▶ WHAT YOU ARE ASKED TO DO
Please copy every one of the items below line for line, changing nothing.

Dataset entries
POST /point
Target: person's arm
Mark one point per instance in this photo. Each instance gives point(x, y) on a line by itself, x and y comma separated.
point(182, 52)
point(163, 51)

▶ PROBLEM SOLUTION
POST /point
Target: person's arm
Mark one point per instance in this photo. Each instance gives point(x, y) on a line by itself, x and y comma separated.
point(182, 52)
point(163, 51)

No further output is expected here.